- _Written request_
Extend the forum thread about Go and computer move-making, starting after its last post.

- _Page excerpt_

You keep using that word, in completely wrong fashion. The computer's analysis is entirely done before it makes the move, so there's nothing "post" about it. And it makes moves for reasons, not "rationalizations". Perhaps some day there will be AIs that have some need to justify their behavior, but the notion does not apply to transparent, mechanistic decision making algorithms.
With me knowing nothing about this particular pocket f the world, how does one live as a "Go professional"? Who pays for this? I don't imagine this is very attractive for sponsors, or do I underestimate how popular this is in Asia?
As it's a game more popular amongst older demographics, there tend to be a lot of wealthy patrons and supporters (individuals and companies) who sponsor tournaments and teams. One of the highest-paying competitions is the Ing Cup with a prize of $400,000. Japan has nearly 10 major year-long tournaments every year, totaling over $2mil in prizes, many are sponsored by major newspapers. China has domestic year-long leagues, where city teams each have their own sponsors. All the games I mentioned here pay a match fee whether players win or lose.
So yes, it is a popular game in Asia, however less so for the younger demographic and is unfortunately in decline. Most people just don't have the attention span, interest or time these days. :(
The big tournaments all have their own huge sponsors, often media conglomerates.
Actually Janggi, the Korean variant of Chinese chess (yes, there are some rule differences, but it's recognizably the same game - like Chess without castling and en passant) is very popular, though according to Wikipedia currently less so than Go.
People have learned to communicate heuristics which is very useful for beginning players. A grand master may not be able to communicate nuances of the game to low level players, but they do benefit from working in groups which suggests they can share reasons for a given move not just propose moves and have other independently evaluate them.
So, while people can't map out the networks of neurons that actually made a given choice, we can effectively communicate reasons for a given move.
However I think this area has been under-researched but is obviously important. It would enable very strong learning environments and man/computer hybrid systems. I think there's very direct relevance in safety/security critical systems and there's some literature in operators not understanding what is going on in complex systems and how that can be fatal (think power plants and the like)
If so, could it be just as easily programmed to answer those questions as it evaluates moves? That is, it seems the information is there to form those answers, but it's not the question the AI has been asked.

- _Listed records_
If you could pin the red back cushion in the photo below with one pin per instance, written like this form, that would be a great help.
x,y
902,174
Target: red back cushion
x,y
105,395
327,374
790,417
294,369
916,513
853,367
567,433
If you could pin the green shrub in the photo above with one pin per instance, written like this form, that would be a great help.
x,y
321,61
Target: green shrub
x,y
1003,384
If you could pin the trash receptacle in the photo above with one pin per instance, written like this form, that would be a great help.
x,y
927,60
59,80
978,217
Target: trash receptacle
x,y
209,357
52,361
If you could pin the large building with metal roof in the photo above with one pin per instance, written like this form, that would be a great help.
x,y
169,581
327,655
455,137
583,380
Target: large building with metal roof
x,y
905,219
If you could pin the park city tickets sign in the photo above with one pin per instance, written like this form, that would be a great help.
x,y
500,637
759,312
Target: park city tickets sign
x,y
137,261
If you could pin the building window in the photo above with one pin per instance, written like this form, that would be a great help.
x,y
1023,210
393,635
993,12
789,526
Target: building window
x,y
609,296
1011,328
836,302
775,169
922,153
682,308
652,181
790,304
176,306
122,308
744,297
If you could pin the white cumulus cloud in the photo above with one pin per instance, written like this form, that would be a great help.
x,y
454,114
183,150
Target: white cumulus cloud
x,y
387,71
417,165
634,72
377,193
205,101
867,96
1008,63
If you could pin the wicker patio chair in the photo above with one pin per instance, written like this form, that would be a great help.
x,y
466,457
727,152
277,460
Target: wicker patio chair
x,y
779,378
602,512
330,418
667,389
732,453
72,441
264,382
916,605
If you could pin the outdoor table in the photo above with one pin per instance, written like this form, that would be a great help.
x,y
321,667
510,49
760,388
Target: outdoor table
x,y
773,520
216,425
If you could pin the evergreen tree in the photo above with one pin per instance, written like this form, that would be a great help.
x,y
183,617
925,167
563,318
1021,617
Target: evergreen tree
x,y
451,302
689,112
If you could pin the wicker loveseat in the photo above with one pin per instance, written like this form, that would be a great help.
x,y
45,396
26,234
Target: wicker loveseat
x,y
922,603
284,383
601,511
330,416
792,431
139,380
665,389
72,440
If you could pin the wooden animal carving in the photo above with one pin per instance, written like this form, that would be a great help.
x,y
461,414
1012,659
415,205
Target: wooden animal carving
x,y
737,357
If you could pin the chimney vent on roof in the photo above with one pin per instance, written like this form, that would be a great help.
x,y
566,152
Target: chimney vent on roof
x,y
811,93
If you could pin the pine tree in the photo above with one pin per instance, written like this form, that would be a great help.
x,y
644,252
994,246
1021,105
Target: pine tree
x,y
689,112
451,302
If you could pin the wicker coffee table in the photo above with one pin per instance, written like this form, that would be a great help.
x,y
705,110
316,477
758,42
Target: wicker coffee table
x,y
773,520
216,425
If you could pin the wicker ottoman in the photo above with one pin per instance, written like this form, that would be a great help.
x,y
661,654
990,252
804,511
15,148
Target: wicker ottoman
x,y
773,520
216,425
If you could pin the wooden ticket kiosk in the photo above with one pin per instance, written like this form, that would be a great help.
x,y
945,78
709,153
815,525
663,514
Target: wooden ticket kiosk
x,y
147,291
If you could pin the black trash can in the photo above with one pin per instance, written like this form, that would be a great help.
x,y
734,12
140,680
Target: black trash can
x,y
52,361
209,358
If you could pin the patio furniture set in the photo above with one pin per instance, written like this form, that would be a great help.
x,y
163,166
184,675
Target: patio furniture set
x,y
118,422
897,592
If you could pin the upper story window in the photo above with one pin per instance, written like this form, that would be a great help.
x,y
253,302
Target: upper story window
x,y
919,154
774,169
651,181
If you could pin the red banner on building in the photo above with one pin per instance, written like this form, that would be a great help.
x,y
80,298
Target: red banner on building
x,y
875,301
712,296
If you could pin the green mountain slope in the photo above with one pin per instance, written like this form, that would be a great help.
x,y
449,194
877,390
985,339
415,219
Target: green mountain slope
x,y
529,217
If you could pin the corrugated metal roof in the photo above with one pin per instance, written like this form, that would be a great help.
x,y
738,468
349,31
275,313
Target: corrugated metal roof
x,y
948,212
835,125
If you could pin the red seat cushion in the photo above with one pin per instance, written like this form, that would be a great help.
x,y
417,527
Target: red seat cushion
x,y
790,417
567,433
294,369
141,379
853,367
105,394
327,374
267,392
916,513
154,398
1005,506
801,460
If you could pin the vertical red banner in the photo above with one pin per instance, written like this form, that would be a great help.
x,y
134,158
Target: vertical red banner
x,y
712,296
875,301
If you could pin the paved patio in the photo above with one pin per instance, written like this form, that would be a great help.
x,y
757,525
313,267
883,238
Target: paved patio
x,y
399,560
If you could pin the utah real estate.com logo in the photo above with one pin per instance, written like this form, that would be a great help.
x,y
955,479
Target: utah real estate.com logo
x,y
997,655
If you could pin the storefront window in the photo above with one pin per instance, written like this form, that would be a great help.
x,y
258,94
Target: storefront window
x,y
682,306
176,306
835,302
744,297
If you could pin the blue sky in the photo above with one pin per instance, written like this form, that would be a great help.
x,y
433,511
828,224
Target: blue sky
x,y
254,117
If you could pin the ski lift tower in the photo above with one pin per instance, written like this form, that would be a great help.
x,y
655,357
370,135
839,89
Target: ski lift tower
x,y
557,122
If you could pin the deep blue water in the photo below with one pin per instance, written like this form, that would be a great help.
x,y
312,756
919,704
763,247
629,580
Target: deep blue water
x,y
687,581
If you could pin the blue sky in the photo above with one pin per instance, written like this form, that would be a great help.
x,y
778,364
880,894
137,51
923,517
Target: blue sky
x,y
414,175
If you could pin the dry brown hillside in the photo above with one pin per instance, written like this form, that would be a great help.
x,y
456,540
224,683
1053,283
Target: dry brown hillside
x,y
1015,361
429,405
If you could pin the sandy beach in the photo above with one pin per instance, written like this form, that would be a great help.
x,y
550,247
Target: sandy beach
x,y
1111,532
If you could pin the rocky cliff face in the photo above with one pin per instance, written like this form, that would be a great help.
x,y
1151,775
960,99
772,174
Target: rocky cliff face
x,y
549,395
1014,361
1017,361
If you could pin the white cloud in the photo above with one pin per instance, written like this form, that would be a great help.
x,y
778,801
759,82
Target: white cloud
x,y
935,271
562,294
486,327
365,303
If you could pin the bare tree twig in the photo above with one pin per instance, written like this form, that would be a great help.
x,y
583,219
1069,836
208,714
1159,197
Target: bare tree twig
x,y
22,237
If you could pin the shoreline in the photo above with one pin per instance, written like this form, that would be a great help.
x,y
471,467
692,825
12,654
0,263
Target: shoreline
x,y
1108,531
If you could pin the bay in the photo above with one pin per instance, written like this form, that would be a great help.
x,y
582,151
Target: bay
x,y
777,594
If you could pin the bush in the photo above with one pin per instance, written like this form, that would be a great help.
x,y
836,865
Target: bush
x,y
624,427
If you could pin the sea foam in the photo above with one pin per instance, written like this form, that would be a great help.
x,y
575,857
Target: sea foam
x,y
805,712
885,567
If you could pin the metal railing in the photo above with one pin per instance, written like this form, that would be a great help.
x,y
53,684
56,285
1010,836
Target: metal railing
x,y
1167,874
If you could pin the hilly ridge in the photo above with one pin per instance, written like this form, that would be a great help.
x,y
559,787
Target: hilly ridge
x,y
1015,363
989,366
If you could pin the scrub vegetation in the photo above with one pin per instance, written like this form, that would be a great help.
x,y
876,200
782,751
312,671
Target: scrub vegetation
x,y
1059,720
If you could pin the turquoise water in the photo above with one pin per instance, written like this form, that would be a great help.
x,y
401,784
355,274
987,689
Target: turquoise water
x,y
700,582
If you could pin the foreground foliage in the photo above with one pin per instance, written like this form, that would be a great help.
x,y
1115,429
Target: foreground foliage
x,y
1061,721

- _Output for this task_
Historically there has been a back-and-forth with chess engines....
Early engines tried to really "smart", but consequently couldn't really analyze very deeply, as they spent a lot of time on each position. Newer engines mostly churn through really deep analysis, going many layers deep, but are making comparatively simplistic analyses.
For instance, it wasn't asked to evaluate the pawn structure and provide that analysis as an output, but it certainly could be programmed to do so.
This quite misses the point. These programs do that as a matter of course, for individual positions. But choosing a move is the result of evaluating many millions of positions and comparing the scores through tree pruning. The program cannot tell you that it chose one move over another because the chosen move is generally better for the pawn structure than the move not chosen, because it doesn't have that information and cannot obtain it.
Or, maybe you missed mine.
No. A chess playing program's move score is a value obtained from treewise comparisons of the static evaluations of millions and millions of positions.
Nobody says that the red koopa in Super Mario Bros. has bad AI.
Similarly long time ago, read about how AOE (Age of Empires) used a lot of computers to play against each other, then do statistic which units actually got used. The idea was to rebalance the units such that all are almost equally used (well in terms of computer-ai play).
I think these two articles were both in the same book, so I'll have to dig.
HOMM3 is also my favourite game, along with Disciples. I'm a big turn-based strategy fan :)
> You just run multi-PV analysis and play moves to keep the intrinsic performance rating at the desired level.
I thought that "just" was funny – it reminds me of this comic.
Stockfish does have a "skill level" setting, and it's not terrible at faking club-level play (if you have the Play Magnus mobile app, it's just Stockfish at different skill levels). However, as of 2013 the implementation is much more primitive than what I'm suggesting here.
To be clear, even though it's incredibly obvious, I've never seen this idea anywhere else. It first occurred to me after reading the original Guid & Bratko paper on intrinsic ratings in 2006. Happy to continue this offlist if you want to work on it. My e-mail is in my profile.
Having said that, I only added the link to that comic because I didn't want to just write a comment saying "thanks for the links", and I'm only replying again, because I'm hoping it continues the pattern where you keep replying to my replies with super interesting links!
The interesting problem is to make the computer play like a 2000-rated person, not just as well as a 2000-rated person. I'm a big fan of Regan's work, but I don't think IPR on its own is sufficient to make the computer play idiomatic suboptimal moves.
It made playing against a program a lot nicer than other chess programs I had tried.
The astronauts in 2001 play chess with the computer, and it sometimes loses on purpose to make the game more interesting for them.
I.e. there are various chess bots that can be assigned personality dimensions like aggressiveness, novelty, etc.
Or, more likely, with no understanding at all.
Is that not exactly how a human decides which move to play?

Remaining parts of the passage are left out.